Text segment
§
ARTELEKU

"Which is the nicer present, a number or an image?"
The theatre choir as a staging practicum

2 Proposals

Proposal 1.
I will begin by quoting Rene Pollesch:

"We discover that there are no bodies that are similar, that everything is something else all the time.

So, what is love? There we have the obscene word: body, which we always think of as foreign, as something we need to investigate. But there is no such investigation, there is no search for what we are. That serves only to make bodies foreign, or animal or whatever. Bodies are foreign, always, everywhere. The search for truth always converts the other into something foreign. And those who search for truth will always be the same ones without a body because they are not allowed to be obscene when the truth is obscene".

(In "I'm looking you in the eyes, social context of deception!")

From this perspective, we need to ask: so, is a body without organs more foreign than a body with organs, than a body which, for example, has the same organs as another body but in different areas or as a body that may function according to the body formula = n(# organs)?

I will begin by quoting Rene Pollesch.

"We discover that there are no bodies that are similar, that everything is something else all the time.

So, what is love?

What is foreign here, the question about love that carries a blast of foreignness or the repetition of the quote, which brings what it brings from the text itself and that's all?

Questions are foreign bodies, their organs are their words. A question generates an impulse, like walking into a house with all the windows closed. Questions keep words in, they close off sentences. One reads and suddenly comes to a question mark. Imagine I am reading out loud. Imagine I am not particularly skilful at reading out loud. Imagine that the text is a long paragraph that stretches over a certain period of time or a flat level of ground. And one reads and crosses through the text almost as if one's voice has an engine in it. And then, all'improvviso, a question mark appears and the voice that has grown and been driven by the working engine hardly sees the sign. There is so little time between a sentence and a sign and yet there is so much time to fall in love with the landscape and the routine of speed that the voice doesn't even realise. However, the sign is followed by the question and the question is a different tone, foreign, which grows in a different way, which imposes a certain violence, a question, any question, for example, Lenin's question: 'what to do?'

(Why do we hurry to answer? Questions and answers were never lovers. Questions love silence. Questions love themselves)

Proposal 2.
Now something I wrote last year.
§
Work to do
1. In the Pollesch quote in the theatre choir text, why are those who search for truth always the ones without a body? Answer in one to three sentences.
2. Set down, word for word, the passage of the theatre choir text between "What is foreign" and "and that's all?", inclusive.
You won't need the records for anything here.
§
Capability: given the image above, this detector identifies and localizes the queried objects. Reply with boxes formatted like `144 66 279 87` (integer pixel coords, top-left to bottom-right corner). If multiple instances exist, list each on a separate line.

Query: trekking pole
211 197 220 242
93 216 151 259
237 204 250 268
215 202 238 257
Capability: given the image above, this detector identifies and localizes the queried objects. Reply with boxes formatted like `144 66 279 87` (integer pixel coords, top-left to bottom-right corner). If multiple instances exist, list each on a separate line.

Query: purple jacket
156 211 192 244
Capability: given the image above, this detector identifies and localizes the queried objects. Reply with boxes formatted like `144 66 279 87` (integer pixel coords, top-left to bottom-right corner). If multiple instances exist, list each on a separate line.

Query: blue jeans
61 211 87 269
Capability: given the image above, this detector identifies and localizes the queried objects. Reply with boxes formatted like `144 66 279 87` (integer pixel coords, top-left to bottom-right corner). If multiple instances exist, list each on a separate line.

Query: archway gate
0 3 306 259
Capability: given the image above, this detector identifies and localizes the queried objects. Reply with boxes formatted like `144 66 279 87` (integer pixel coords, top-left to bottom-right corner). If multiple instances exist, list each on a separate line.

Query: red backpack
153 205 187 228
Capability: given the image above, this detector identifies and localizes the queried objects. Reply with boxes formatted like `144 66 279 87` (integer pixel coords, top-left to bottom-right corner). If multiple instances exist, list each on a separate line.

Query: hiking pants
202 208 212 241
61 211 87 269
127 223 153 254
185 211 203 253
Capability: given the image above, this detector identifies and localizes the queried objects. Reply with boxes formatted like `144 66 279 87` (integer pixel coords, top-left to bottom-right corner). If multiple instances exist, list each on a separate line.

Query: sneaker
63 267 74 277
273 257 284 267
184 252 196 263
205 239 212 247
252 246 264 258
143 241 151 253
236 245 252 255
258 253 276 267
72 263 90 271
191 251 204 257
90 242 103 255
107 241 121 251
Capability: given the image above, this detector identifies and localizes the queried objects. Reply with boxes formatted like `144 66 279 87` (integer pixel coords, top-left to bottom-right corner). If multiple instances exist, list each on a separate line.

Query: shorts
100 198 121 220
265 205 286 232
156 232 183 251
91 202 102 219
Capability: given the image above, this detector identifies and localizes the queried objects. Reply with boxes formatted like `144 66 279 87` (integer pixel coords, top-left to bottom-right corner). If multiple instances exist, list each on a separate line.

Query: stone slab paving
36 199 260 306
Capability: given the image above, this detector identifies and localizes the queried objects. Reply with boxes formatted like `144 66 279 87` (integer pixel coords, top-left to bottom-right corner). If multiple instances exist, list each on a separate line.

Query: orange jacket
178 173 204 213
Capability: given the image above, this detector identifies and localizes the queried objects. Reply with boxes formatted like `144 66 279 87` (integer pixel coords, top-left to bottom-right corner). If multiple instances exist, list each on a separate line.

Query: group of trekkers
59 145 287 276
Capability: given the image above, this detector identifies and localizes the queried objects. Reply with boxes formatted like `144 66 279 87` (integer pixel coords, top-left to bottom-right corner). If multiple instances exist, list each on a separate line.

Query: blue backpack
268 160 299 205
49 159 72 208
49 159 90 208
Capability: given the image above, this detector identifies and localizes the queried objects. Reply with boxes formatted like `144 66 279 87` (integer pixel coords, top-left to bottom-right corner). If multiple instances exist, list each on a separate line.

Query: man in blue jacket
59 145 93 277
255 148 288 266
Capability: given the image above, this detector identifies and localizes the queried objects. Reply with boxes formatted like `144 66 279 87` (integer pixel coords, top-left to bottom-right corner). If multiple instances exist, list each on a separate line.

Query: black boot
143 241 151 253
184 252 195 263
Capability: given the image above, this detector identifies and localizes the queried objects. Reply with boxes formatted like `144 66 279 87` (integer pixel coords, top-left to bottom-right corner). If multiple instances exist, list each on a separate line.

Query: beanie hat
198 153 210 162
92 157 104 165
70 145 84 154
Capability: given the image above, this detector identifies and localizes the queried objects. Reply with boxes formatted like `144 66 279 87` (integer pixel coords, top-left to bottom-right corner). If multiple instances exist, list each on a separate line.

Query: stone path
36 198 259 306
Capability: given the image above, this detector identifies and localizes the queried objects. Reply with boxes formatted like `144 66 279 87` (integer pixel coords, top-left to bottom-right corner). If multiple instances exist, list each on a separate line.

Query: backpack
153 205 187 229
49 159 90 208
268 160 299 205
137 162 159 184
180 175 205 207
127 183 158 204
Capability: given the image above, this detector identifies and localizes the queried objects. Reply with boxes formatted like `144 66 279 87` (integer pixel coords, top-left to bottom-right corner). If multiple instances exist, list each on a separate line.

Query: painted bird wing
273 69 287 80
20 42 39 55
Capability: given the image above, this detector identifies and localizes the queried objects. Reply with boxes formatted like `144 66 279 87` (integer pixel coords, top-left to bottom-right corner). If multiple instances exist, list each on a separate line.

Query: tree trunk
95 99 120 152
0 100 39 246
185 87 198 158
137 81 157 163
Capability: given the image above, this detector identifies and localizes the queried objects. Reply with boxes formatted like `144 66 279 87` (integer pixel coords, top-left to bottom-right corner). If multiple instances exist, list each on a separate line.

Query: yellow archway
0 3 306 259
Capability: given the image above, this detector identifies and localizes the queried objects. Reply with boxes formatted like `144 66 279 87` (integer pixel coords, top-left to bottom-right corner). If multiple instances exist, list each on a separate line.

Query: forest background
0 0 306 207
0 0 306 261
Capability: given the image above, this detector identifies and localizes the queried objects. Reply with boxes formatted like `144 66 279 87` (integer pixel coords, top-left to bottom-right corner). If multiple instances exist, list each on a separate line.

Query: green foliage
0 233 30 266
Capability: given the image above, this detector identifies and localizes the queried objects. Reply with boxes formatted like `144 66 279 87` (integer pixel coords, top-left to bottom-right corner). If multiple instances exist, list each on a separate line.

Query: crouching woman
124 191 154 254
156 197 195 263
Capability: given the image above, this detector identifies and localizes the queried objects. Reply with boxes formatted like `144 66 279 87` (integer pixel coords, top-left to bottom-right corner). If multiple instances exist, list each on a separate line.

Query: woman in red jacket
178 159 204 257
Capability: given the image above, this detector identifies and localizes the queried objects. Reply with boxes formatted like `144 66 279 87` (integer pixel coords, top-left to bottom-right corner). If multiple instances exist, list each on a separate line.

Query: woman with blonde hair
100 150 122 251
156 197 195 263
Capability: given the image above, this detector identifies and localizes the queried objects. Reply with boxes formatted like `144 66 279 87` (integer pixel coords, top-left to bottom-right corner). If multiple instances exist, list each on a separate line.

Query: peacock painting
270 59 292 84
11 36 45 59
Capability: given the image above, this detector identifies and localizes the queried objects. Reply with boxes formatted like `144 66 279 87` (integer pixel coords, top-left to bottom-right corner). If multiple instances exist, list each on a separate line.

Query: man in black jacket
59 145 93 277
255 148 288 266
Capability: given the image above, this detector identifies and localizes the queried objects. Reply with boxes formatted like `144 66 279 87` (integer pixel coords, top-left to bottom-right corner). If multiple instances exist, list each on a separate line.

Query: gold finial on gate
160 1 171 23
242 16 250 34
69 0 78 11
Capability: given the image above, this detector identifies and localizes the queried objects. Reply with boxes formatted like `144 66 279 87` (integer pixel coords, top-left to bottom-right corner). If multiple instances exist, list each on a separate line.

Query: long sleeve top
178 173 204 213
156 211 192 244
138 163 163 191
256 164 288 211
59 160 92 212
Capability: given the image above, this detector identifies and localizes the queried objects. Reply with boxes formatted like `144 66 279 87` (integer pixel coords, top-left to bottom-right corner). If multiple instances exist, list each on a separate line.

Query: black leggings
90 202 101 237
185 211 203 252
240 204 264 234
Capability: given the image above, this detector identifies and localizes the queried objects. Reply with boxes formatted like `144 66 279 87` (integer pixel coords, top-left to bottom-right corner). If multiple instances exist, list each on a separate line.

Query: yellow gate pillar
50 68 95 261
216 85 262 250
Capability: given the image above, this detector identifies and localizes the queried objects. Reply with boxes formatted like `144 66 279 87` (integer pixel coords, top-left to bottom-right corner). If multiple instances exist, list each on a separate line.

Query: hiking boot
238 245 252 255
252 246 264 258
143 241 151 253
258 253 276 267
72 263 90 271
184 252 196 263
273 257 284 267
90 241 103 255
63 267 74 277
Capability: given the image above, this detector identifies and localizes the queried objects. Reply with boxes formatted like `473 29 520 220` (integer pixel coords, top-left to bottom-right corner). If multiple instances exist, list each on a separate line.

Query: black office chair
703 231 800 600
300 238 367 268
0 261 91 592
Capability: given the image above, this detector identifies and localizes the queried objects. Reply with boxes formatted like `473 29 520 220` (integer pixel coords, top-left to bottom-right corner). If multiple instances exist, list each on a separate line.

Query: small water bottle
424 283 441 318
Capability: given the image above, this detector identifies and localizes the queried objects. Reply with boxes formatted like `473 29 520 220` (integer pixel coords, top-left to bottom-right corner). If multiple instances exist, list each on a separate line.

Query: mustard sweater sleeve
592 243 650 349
§
The answers
1. They are not allowed to be obscene when the truth is obscene. Since body is called the obscene word, those searchers end up without one.

2.
What is foreign here, the question about love that carries a blast of foreignness or the repetition of the quote, which brings what it brings from the text itself and that's all?